### EXTRACT PROVIDED

Stüde is a village in the municipality of Sassenburg in Gifhorn district in the German state of Lower Saxony. In March 2005 it had 714 main residences and 339 secondary residences. It has an area of about 1,900 ha which consists mainly of woodland, including many clumps of pines on sandy soil. The Elbe Lateral Canal runs nearby. It is also home to the recreation area of the Bernsteinsee. Near the village is a glider airfield belonging to the Wolfsburg Aero-Club.

Village societies include the Sassenburg-Stüde Volunteer Firemen, the Stüde Marathon Club, the Wolfsburg Aero-Club, the shooting club and the Doppelzentner Brothers.

== Forest fire disaster ==
Stüde received national attention in 1975 when a forest and heath fire broke out there on 8 August and ran out of control, quickly leaping across the Elbe Side Canal and causing the most disastrous forest fire that summer.

Collected data entries:
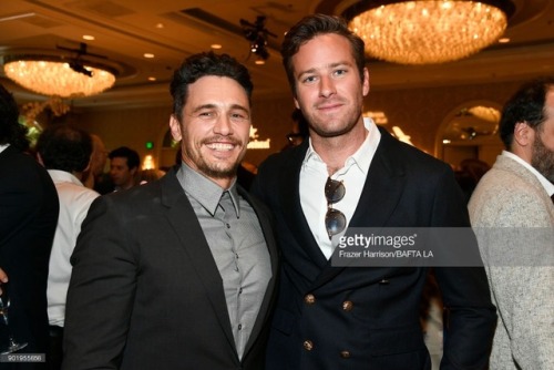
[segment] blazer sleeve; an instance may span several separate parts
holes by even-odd
[[[102,196],[83,223],[71,257],[63,370],[120,368],[137,275],[124,222],[112,197]]]
[[[437,185],[431,226],[466,228],[469,241],[463,247],[479,256],[466,203],[450,168]],[[486,369],[496,310],[484,268],[435,267],[434,273],[445,308],[441,369]]]
[[[510,227],[507,230],[552,227],[543,201],[527,188],[499,191],[489,195],[488,202],[478,201],[481,213],[475,216],[475,226]],[[511,238],[512,233],[489,241],[490,253],[517,254],[522,247],[537,247],[532,238]],[[523,235],[529,236],[527,233]],[[554,266],[490,265],[486,273],[502,317],[495,346],[510,347],[513,356],[497,361],[505,361],[506,366],[515,362],[521,369],[554,369]]]

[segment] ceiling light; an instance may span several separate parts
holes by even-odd
[[[48,96],[90,96],[115,83],[115,72],[110,68],[82,59],[6,56],[3,70],[19,85]]]
[[[514,12],[510,0],[362,0],[343,16],[366,52],[400,64],[466,58],[495,42]]]

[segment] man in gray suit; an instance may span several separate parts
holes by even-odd
[[[182,163],[92,204],[71,261],[64,370],[264,368],[277,250],[237,186],[253,85],[229,55],[175,72]]]
[[[543,229],[552,235],[554,78],[532,81],[510,99],[502,112],[500,135],[506,151],[499,155],[471,197],[472,225],[476,229],[488,228],[489,234],[502,228],[510,238],[536,235]],[[500,314],[491,369],[554,369],[552,238],[546,241],[546,249],[538,253],[542,261],[533,264],[521,256],[536,254],[541,245],[533,237],[517,244],[510,238],[501,237],[502,243],[480,243],[484,256],[494,254],[503,256],[504,261],[515,260],[513,264],[493,260],[486,266],[492,298]]]

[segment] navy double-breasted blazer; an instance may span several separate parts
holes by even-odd
[[[253,185],[275,215],[283,253],[267,369],[430,369],[419,321],[428,269],[331,266],[300,205],[307,148],[270,156]],[[349,227],[469,226],[451,168],[381,130]],[[448,312],[442,369],[484,369],[496,316],[483,268],[437,267],[435,276]]]

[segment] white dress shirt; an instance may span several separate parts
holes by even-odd
[[[60,216],[50,254],[48,273],[48,318],[50,325],[63,327],[65,319],[65,296],[71,278],[70,257],[75,248],[81,224],[89,207],[100,194],[85,187],[72,174],[49,169],[60,198]]]
[[[355,154],[346,160],[342,168],[331,176],[332,179],[341,181],[346,188],[345,197],[340,202],[335,203],[332,208],[345,214],[347,228],[358,206],[369,166],[381,140],[381,133],[371,119],[363,119],[363,124],[368,131],[363,144],[361,144]],[[327,259],[331,257],[339,237],[346,232],[345,228],[342,233],[335,235],[329,240],[329,235],[325,227],[325,215],[327,213],[325,183],[328,176],[327,164],[316,153],[310,140],[309,148],[300,169],[300,203],[310,230]]]
[[[523,161],[519,155],[513,154],[512,152],[507,151],[502,151],[502,155],[507,156],[509,158],[514,160],[515,162],[520,163],[522,166],[531,171],[533,175],[538,178],[541,182],[541,185],[543,185],[544,189],[546,193],[552,196],[554,194],[554,184],[552,184],[546,177],[544,177],[538,171],[536,171],[535,167],[530,165],[527,162]]]

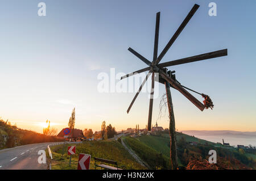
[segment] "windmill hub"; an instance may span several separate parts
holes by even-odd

### CHECK YOUR UNDERSTANDING
1 - Condense the paragraph of the Stüde text that begins "Stüde is a village" into a bulleted list, keeping its main facts.
2 - Name all of the village societies listed in the Stüde text.
3 - Write the next part of the Stüde text, carrying on from its final sentence about the 1975 forest fire.
The material has no connection to the Stüde text.

### TASK-BY-TASK ANSWERS
1 -
- Village in the municipality of Sassenburg, Gifhorn district, Lower Saxony, Germany
- March 2005: 714 main residences and 339 secondary residences
- Area of about 1,900 ha, mostly woodland, with many clumps of pines on sandy soil
- The Elbe Lateral Canal runs nearby
- Home to the Bernsteinsee recreation area
- A glider airfield of the Wolfsburg Aero-Club lies near the village

2 -
- Sassenburg-Stüde Volunteer Firemen
- Stüde Marathon Club
- Wolfsburg Aero-Club
- the shooting club
- Doppelzentner Brothers

3 -
==Canal marathon==
Since 1991 Stüde has provided the start and finish for a marathon which follows the canal path almost entirely. From 1994 to 2003, in addition to a normal marathon, the unusual format of a double marathon was offered: two marathons inside 24 hours with a combined time. On the night of 31 December 1999/1 January 2000, under the name of the Millennium Run, the last marathon of 1999 in Europe and the first one of 2000 took place on the Stüde course. The run attracts participants from far afield. The course marathon record has been held since 1995 by Andrzej Nowak from Poland and the double marathon record by Paul Houston from Brisbane, Australia.